DOCUMENT EXTRACT:
:::::

By Bonnie Gangelhoff
The road to Sallie K. Smith’s home is a scenic drive, full of curvy switchbacks leading higher and higher into the foothills of the Rocky Mountains above Boulder, CO. It’s picture-postcard terrain, complete with wooden fences lining the road and horses grazing in pretty pastures. The setting couldn’t be more perfect inspiration for a landscape painter like Smith. And once inside her residence and studio, panoramic views offer even more artistic food for thought. “Straight ahead is the Continental Divide,” she says, pointing toward the horizon. Off in the distance a spot of sun highlights snowcapped peaks, and in the foreground the Indian Peaks Wilderness stretches as far as the eye can see. Bears and foxes are regular visitors, Smith says.
In this idyllic environment, Smith creates the oils of mountains and forests for which she has recently become known. She took up painting later in life, after her daughter had graduated from college, but as anyone who has followed her career can testify, she has advanced rapidly. It was just six years ago that she signed up for an intense 12-month-long workshop with Colorado landscape painter Jake Gaedtke. Since then she has been juried into some of the state’s top shows, including the annual Governor’s Invitational Art Show and Sale, which she was preparing for as this story was going to press. She is also a signature member of the Rocky Mountain Plein Air Painters and is a regular participant in their shows.
In 2005, even though Smith had only been painting full time for barely a year, gallery owner Mary Williams knew she wanted to represent her. “I was attracted to Sallie’s use of color, and I felt her paintings would appeal to a young market,” says Williams, who owns Mary William Fine Arts in Boulder. “Sallie’s evolved at warp speed, going from an emerging to an established artist. I consider myself lucky to have her in the gallery.”
While her arrival on the art scene seems faster than most, Smith points out that she has been involved in art to some degree her whole life. Growing up in a suburb of Cleveland, OH, she came from an artistic family. Both her mother and her aunt were painters, and their works graced the walls of her home. However, as Smith watched the two sisters struggle to get their works into juried shows, deal with the business side of art careers, and try to make a living, she remembers thinking, “I’m not going to do that with my life.”
Smith knew what she didn’t want to do; she also knew the one thing she truly loved—the West. Family vacations were usually built around visiting her aunt and uncle, who at various times made their home New Mexico, Wyoming, and Colorado. As a young girl, Smith fell in love with hiking, and she relished the beauty of national treasures like Rocky Mountain National Park, Yellowstone, and the Grand Tetons. “The West was rugged and vast and colorful,” she recalls. “The first time I saw the Kawunechee Valley on the western side of Rocky Mountain National Park, I thought we had entered the Garden of Eden.”
Upon returning home to Ohio, she remembers the state seemed “gray and plain.” She was so smitten with the West that as a teenager she composed a four-page letter to her parents begging them to move to Colorado. A year later, in 1969, they actually agreed, and the family packed their bags for the Denver area. “I think threatening to eat only rice for the rest of my life put them over the top,” she jokes, adding that her parents’ hearts belonged to the West, too. Since then Smith has always lived close to the Rockies.

:::::

SUPPLIED DATA:
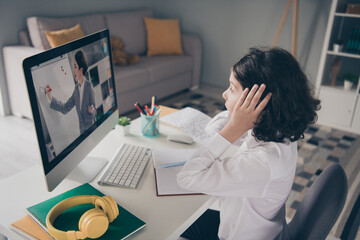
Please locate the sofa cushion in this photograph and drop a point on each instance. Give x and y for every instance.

:::::

DESCRIPTION OF THE TASK:
Continue the article above about landscape painter Sallie K. Smith, starting right after its last sentence.

RESULT:
Long before she began painting, she was involved in creative pursuits such as jewelry design and silversmithing. Her interest in painting blossomed as she became a regular visitor to museums and galleries. “I always thought I would be a collector,” she says. Today, in fact, she and her husband, Jim, are collectors. Works by Gaedtke, Josh Elliott, John Potter, and other painters of the West hang throughout their home.
Inside her cozy studio, perched on the second floor, one of the first things that catches the eye is a large rack of plein-air studies—many aflame with bright yellow aspen trees. While Smith paints in all seasons, she favors fall and summer because she loves the energy of working with intense color, she says.
On this particular day, her easel holds a painting titled IN SEARCH OF GOLD, a scene of aspen trees inspired by a road leading to the small town of St. Elmo in Colorado’s Collegiate Peaks Wilderness. She points out that in addition to the obvious reference to the color of the leaves, gold also refers to the fact that the road goes to an historic gold mine. The scene also has a sentimental meaning: It’s where she and Jim took their first camping trip—on the July 4th weekend of the country’s bicentennial.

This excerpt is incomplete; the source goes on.